→ Brief:
Transcribe word for word everything in the comment on obesity and movement from "As I’m sure" down to "in the city.".

→ Provided passage:
The biggest problem I had with the movie Super Size Me (and I had several), was that part of his experiment was to STOP WALKING like a Manhattanite. Well, all bets are off in claiming a causal relationship any experiment (even one as unscientific as his), if all other factors aren’t kept constant. And of course this factor — movement — may indeed have been key.
As I’m sure you know, obesity is on the rise in European countries, too. You wouldn’t know that from where I live, but I live in a city — and city living means moving around. Even if you take public transportation everywhere, you will move more than taking a car. But if I go to on the countryside here, I notice there are more (nuttin like the US, but still) very overweight people. My guess; Cars used more often where there is no public transport = less movement = weight gain. I don’t think their eating habits are significantly different from their countrymen in the city.
More overweight kids nowadays: What’s the difference between kids these days and us? Crap food? Nope, we did that. Tons of television? Now there’s a difference: “Tons” of TV in our day meant you spent all of Sat. AM watching TV. It was over by, what was it?, 11AM? Then children’s programming ended. Tough toenails. Time to go outside. Nowdays you’ve got whole channels devoted to children’s programming alone. Kids can spend the WHOLE DAY watching TV.
We moved SO much more than kids today do.
Ha! I just had a funny thought to bridge the last comments I wrote back to the original post.
If the government wants to involve itself in combating childhood obesity and actually really be effective, it should ban all-day children’s television programming! Psst. not gonna happen.
Yes, we had crap but none of the people I knew ate it in large quantities every day. When I was a child, eating out was an occasional treat. 99% of the meals were homecooked meals. And food was expensive. Each child didn’t get his own chicken breast and steak.

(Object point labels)
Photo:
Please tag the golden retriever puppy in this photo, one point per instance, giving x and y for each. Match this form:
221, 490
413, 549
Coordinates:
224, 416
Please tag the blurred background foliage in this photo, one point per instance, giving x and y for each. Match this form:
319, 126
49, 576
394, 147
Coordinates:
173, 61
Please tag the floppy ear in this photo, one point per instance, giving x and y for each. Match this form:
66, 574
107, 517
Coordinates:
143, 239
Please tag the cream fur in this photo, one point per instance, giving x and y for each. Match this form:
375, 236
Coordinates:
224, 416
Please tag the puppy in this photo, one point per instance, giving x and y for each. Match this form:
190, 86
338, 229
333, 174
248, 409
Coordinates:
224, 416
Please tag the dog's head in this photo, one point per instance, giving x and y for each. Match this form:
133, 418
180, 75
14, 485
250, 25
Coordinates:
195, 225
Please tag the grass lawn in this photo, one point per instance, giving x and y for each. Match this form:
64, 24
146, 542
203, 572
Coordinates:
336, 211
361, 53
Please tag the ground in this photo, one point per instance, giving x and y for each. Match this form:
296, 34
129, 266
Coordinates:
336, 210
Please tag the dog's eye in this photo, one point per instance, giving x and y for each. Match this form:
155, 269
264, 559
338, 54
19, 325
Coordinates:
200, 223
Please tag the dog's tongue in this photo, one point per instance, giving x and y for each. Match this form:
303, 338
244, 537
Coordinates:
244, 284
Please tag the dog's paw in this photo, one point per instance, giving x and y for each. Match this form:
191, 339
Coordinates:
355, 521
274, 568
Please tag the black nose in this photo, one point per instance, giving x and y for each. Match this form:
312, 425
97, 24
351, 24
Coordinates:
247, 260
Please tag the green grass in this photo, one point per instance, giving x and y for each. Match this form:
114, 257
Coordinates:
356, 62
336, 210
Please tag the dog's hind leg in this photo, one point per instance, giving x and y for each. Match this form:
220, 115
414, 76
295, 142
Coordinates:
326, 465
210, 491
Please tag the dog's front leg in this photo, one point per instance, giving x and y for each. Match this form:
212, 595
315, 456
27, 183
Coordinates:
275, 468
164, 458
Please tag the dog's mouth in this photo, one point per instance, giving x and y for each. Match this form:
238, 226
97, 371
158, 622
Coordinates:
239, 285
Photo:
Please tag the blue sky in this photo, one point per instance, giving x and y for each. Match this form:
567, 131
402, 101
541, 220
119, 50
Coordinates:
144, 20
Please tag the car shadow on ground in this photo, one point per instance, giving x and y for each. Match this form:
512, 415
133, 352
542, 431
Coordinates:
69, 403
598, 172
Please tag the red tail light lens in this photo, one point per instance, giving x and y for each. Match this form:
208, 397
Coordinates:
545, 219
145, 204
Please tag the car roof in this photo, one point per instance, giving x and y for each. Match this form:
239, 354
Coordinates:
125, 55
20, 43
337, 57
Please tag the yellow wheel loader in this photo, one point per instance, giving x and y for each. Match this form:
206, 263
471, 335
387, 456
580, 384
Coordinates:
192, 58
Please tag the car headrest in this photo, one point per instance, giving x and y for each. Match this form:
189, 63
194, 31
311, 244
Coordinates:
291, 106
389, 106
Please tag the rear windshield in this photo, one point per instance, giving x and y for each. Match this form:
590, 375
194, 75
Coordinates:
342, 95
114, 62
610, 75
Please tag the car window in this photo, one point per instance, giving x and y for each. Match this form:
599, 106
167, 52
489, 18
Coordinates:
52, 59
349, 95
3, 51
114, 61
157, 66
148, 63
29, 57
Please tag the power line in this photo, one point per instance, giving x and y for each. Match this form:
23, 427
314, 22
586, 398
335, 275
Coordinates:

→ Correct answer:
As I’m sure you know, obesity is on the rise in European countries, too. You wouldn’t know that from where I live, but I live in a city — and city living means moving around. Even if you take public transportation everywhere, you will move more than taking a car. But if I go to on the countryside here, I notice there are more (nuttin like the US, but still) very overweight people. My guess; Cars used more often where there is no public transport = less movement = weight gain. I don’t think their eating habits are significantly different from their countrymen in the city.